Reproduce exactly the lines below, from the first through the one containing "Target: forest treeline", and nothing more.

Segment Start: Data for the task

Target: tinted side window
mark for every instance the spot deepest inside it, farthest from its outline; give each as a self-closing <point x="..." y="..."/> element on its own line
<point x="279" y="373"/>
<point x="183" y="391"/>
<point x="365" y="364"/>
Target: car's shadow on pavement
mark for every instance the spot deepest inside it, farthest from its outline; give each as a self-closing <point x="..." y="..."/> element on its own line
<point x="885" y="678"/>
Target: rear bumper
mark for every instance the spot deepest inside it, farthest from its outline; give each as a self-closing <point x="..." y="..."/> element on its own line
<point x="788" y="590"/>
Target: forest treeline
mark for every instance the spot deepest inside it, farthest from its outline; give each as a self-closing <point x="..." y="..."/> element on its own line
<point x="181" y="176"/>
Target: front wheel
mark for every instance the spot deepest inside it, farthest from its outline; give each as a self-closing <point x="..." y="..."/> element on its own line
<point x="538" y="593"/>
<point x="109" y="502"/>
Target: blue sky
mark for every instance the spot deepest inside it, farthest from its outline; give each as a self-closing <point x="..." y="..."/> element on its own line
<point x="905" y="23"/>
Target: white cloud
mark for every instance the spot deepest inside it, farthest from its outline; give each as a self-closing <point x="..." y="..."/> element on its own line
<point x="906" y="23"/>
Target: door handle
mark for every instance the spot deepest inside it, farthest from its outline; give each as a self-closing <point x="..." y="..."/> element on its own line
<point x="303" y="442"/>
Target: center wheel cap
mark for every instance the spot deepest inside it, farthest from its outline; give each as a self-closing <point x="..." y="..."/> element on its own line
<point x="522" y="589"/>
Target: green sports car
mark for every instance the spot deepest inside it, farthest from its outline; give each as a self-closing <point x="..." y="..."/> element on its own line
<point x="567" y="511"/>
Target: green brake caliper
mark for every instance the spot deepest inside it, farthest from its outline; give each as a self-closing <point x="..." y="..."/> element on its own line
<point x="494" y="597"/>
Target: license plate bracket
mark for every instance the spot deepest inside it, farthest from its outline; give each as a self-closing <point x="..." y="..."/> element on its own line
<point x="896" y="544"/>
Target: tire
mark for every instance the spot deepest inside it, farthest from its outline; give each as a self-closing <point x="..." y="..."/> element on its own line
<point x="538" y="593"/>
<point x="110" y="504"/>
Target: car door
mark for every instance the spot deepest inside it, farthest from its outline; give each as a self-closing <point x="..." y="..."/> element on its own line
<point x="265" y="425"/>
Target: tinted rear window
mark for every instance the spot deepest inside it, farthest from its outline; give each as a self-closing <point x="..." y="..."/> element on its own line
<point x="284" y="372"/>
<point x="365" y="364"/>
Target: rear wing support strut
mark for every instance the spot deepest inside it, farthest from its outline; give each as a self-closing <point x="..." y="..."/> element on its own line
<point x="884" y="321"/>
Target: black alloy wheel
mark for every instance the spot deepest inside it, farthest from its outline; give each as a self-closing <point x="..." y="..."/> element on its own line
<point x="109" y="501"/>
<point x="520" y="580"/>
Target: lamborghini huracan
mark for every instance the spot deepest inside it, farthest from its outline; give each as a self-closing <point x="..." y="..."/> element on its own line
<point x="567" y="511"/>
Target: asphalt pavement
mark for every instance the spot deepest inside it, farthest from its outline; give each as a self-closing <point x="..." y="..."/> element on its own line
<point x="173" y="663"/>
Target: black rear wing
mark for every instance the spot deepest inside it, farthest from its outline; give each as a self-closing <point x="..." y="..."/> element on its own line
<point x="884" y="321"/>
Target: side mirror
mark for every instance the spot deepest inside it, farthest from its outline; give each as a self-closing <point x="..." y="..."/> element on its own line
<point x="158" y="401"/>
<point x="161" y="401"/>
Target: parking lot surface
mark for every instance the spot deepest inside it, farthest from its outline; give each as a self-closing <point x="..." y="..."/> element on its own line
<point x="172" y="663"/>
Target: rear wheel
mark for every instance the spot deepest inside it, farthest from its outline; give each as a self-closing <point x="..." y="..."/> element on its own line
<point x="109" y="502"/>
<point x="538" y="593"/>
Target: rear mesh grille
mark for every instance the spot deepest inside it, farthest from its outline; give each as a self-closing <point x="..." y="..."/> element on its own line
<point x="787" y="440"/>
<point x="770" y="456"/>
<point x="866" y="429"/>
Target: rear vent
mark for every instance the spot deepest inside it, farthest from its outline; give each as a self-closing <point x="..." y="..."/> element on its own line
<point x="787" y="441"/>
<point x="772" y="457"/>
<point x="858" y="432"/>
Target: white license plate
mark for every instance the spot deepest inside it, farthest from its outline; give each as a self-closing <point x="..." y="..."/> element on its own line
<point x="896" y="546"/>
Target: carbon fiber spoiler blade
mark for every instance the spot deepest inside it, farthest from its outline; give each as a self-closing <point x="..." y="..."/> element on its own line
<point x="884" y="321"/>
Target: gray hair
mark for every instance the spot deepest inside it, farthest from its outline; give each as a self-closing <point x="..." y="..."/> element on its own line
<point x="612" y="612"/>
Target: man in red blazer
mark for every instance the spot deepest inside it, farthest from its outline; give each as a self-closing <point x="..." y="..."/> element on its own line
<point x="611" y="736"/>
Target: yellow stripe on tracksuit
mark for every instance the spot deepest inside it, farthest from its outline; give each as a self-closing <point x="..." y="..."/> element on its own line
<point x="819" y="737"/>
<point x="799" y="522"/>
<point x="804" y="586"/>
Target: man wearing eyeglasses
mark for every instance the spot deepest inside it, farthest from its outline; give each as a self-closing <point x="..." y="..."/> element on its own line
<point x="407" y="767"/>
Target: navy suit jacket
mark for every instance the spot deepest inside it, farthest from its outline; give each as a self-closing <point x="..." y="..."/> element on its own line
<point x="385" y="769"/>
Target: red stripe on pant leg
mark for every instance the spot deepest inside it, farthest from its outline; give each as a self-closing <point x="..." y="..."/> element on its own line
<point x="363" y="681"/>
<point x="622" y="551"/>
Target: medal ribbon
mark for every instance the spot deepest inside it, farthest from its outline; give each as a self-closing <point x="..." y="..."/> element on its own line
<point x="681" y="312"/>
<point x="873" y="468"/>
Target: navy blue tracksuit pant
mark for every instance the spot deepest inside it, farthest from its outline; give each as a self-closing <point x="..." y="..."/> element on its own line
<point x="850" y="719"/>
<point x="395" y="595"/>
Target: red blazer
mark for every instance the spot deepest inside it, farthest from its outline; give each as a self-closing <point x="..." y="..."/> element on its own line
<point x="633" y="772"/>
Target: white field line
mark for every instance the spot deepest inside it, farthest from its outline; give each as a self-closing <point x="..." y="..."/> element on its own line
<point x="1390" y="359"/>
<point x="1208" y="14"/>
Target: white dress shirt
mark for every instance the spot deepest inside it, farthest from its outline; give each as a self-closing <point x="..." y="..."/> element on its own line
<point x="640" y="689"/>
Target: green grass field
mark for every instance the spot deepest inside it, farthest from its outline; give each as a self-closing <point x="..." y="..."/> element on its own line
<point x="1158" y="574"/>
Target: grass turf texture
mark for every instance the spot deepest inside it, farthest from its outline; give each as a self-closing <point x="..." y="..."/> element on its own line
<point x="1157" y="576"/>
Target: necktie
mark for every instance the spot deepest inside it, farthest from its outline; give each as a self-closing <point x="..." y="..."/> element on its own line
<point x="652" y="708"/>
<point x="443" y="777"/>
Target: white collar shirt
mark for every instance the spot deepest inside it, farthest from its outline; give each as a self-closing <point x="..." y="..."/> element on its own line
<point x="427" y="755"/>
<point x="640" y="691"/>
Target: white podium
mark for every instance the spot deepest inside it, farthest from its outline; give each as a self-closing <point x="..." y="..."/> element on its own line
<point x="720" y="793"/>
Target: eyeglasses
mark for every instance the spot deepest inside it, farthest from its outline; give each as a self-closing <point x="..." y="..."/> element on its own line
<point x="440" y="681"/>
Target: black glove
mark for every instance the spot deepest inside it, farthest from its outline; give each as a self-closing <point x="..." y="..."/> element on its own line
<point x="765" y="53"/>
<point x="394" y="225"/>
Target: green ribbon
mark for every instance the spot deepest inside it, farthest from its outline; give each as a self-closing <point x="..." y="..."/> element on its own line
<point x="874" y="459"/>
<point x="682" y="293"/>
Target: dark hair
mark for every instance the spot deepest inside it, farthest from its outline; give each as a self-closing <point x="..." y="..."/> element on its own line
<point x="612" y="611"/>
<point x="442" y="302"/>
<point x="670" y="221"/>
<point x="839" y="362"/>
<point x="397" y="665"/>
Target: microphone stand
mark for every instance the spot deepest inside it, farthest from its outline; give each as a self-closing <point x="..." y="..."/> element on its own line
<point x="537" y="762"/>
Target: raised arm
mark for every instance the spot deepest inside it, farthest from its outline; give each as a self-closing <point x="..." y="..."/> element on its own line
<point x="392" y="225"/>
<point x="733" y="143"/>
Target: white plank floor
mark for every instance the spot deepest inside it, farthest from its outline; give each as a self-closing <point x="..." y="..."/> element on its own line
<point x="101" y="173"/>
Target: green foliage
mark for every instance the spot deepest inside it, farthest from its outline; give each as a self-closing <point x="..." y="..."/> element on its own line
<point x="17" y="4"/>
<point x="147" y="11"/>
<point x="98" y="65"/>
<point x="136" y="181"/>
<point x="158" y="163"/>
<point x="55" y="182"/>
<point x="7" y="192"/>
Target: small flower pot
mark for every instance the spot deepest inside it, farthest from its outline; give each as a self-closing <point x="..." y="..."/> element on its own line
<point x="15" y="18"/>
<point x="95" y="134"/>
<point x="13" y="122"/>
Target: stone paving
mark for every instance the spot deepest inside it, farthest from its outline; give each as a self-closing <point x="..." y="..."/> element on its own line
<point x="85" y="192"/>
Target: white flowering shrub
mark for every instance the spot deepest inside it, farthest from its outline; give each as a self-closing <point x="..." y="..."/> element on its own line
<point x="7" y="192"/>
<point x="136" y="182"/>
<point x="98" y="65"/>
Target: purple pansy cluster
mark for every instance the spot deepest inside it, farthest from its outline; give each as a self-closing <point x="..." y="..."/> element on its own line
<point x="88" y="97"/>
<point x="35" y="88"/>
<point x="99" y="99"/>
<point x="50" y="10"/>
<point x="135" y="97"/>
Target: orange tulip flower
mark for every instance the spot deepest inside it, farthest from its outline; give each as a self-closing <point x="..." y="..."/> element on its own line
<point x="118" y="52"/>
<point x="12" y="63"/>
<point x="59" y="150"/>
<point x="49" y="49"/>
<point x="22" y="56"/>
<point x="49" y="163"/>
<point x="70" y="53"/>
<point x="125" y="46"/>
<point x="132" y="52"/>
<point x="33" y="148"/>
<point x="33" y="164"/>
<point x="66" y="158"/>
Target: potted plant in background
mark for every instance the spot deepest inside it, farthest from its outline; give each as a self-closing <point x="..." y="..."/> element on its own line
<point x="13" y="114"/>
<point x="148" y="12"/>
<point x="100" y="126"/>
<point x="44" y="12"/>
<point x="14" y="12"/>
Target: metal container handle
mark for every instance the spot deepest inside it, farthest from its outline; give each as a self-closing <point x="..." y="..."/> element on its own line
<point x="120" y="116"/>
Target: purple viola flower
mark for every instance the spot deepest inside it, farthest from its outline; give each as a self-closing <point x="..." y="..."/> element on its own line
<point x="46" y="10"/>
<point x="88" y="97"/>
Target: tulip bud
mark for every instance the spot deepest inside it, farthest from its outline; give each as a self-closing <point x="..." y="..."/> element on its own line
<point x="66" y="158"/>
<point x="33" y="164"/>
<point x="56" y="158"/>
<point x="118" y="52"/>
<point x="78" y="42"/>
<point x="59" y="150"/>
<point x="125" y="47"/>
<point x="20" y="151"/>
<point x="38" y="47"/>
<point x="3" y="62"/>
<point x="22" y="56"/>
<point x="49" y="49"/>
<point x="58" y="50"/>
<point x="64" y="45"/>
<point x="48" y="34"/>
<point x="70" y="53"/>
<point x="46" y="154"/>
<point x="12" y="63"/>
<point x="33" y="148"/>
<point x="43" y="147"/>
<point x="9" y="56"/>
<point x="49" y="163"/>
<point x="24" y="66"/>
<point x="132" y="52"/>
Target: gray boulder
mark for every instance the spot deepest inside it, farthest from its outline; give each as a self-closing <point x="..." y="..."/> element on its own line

Segment End: Data for the task

■ Solution for this exercise
Target: tinted side window
mark for every instance the spot deepest inside it, farthest from its outline; give each as a self-closing <point x="..." y="..."/> element on its own line
<point x="279" y="373"/>
<point x="183" y="391"/>
<point x="365" y="364"/>
Target: car's shadow on pavement
mark for every instance the spot deepest inside it, farthest from its outline; give each as a self-closing <point x="..." y="..."/> element on its own line
<point x="885" y="678"/>
Target: rear bumper
mark for every instance the spot deepest inside it, farthest from its outline; give each as a self-closing <point x="..." y="..."/> element on its own line
<point x="788" y="590"/>
Target: forest treeline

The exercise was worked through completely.